- EXERCISES TO COMPLETE -
1 - According to the ACDK XML page, in which namespaces can the interfaces be found?
2 - Translate this sentence from the ACDK XML page into Spanish: "ACDK XML is a XML parsing framework similar to the java.xml package."
3 - Rewrite the passage of the ACDK XML page starting with "The acdk xml" and going on through "are implementation independent.", with "namespace" replaced by "package".
─── EXTRACTED TEXT ───
2005/5/10

     
 

ACDK XML

artefaktur

ACDK XML is a XML parsing framework similar to the java.xml package.



Content of this chapter:

   General
     Features
     Interfaces
     Implementation
   Samples
     Sample using libxml2
       Reading a XML file
       Building an XML File
       Sample parsing HTML



 General

 Features

Feature list:
  • Non-Validating and validating XML SAX parser.
  • Non-Validating validating XML DOM parser.
  • Supports Ascii, ISO Latin 1 and UTF8 encoding.
  • XPath suppport.
  • Namespace support.
  • Object serialization from/to XML ( XMLObject[Reader|Writer]).

  • All encodings supported by the ACDK framework acdk::locale.

 Interfaces

The acdk xml interfaces for SAX and DOM is a mixture of the official interface definition (http http://www.saxproject.org and http http://www.w3.org/TR/DOM-Level-2-Core/core.html) and the dom4j modell (http http://www.dom4j.org/), which simplifies the official dom modell.

The interfaces can be found the namespace  org::xml::sax,  org::w3c::dom and are implementation independent.
─── EXTRACTED INFORMATION ───
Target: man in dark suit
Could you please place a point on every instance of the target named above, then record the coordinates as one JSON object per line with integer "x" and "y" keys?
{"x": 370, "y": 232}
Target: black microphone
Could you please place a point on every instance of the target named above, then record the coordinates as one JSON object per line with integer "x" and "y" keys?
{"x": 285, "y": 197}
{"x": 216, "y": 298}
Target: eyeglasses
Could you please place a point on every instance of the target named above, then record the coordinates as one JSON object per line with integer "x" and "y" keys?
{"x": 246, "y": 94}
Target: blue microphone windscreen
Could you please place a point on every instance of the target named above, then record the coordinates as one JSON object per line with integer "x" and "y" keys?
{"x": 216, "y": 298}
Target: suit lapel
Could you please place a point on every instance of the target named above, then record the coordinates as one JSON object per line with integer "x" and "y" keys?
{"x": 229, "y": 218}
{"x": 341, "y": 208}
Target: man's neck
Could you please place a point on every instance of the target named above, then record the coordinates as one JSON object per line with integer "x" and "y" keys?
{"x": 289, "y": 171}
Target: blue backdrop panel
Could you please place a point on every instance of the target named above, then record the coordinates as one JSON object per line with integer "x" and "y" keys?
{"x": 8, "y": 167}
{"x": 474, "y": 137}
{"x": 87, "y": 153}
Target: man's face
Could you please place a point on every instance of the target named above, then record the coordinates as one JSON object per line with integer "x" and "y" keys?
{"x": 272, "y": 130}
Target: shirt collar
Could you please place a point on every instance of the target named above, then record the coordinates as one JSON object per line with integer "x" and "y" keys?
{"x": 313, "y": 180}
───
─── EXTRACTED INFORMATION ───
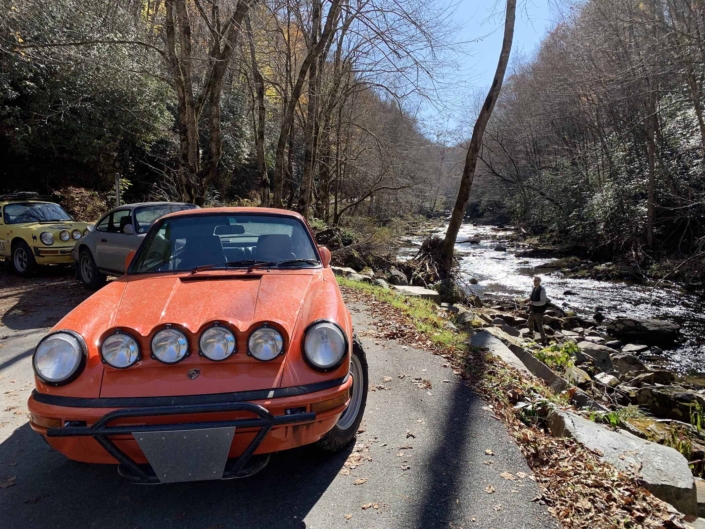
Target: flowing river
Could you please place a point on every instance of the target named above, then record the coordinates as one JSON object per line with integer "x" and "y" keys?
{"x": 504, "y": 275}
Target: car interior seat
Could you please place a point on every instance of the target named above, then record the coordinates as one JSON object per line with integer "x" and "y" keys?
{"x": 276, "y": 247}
───
─── EXTRACTED INFORMATION ───
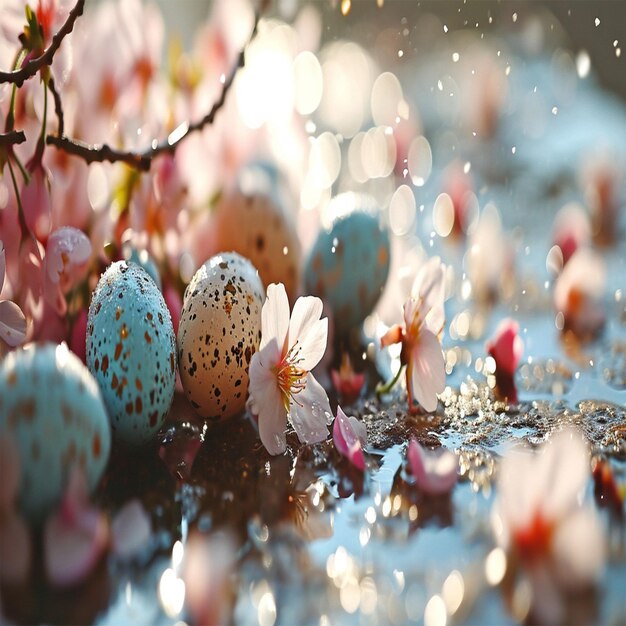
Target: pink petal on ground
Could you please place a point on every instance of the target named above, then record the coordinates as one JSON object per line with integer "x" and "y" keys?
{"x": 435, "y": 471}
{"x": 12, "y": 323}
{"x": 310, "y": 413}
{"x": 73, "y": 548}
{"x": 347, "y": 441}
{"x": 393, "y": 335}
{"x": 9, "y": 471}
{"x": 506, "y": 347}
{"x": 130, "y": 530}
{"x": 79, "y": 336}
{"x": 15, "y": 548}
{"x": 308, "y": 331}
───
- EXERCISE RESULTS -
1 - org::xml::sax and org::w3c::dom

2 - ACDK XML es un framework de análisis de XML similar al paquete java.xml.

3 -
The acdk xml interfaces for SAX and DOM is a mixture of the official interface definition (http http://www.saxproject.org and http http://www.w3.org/TR/DOM-Level-2-Core/core.html) and the dom4j modell (http http://www.dom4j.org/), which simplifies the official dom modell.

The interfaces can be found the package  org::xml::sax,  org::w3c::dom and are implementation independent.